▶ [Given instruction]
Please lay out everything from the line containing "Target: flower center" down to the end of the material as a numbered list, skipping any blank lines.

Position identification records
::::
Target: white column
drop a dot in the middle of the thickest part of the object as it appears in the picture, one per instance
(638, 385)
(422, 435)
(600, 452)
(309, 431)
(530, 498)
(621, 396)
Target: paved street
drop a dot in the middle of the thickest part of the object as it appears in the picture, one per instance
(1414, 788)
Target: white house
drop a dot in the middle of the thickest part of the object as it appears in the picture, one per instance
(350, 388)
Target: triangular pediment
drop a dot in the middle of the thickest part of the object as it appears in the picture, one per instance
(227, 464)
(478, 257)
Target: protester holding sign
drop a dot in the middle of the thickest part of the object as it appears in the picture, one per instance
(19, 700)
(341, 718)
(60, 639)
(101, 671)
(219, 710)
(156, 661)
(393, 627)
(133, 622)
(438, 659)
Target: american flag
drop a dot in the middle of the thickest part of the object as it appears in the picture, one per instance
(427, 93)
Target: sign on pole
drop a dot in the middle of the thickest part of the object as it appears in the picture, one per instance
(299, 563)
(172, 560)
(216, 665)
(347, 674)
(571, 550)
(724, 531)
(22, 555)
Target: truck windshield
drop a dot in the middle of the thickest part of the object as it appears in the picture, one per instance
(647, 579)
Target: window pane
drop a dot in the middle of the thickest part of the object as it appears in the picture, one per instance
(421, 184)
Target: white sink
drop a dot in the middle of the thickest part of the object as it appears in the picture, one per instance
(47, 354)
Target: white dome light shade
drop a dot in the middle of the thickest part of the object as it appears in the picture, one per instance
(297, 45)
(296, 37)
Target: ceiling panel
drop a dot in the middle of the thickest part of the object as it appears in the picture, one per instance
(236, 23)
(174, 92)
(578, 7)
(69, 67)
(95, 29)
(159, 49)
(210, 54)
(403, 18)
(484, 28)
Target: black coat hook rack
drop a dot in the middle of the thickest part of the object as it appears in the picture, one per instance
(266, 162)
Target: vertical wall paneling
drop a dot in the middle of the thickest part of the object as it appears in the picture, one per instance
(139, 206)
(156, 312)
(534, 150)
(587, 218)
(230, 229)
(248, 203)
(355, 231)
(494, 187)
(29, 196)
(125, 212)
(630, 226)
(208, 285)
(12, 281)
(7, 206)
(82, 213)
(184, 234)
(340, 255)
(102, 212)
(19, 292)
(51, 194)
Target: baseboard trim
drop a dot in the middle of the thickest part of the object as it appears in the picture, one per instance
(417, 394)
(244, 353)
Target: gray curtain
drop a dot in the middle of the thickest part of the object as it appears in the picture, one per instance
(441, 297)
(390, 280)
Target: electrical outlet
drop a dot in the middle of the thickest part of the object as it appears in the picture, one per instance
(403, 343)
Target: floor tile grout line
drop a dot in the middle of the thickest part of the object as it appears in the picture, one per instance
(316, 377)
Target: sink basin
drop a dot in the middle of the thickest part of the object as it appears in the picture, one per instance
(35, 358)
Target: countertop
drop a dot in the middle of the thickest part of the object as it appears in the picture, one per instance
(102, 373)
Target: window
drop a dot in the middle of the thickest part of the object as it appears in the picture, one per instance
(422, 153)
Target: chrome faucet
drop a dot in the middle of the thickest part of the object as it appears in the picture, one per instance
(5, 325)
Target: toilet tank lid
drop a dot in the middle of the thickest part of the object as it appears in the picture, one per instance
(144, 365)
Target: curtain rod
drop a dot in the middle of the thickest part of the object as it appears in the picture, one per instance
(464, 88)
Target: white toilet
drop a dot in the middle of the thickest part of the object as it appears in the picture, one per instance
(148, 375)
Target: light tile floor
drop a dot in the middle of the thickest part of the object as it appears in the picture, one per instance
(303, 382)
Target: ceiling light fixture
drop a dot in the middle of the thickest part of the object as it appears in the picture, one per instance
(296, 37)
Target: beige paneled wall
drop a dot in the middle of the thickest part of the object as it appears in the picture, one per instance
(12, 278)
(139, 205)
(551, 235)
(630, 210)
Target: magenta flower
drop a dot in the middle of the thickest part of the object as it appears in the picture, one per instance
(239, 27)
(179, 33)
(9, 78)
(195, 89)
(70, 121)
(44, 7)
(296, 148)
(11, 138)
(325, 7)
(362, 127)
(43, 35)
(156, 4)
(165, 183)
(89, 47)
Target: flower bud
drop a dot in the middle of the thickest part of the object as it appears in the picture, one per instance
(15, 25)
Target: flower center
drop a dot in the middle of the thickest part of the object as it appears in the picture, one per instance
::::
▶ [Task output]
1. Target: flower center
2. drop a dot in the middle of the thickest part of the object as it appears in the picture, one per instance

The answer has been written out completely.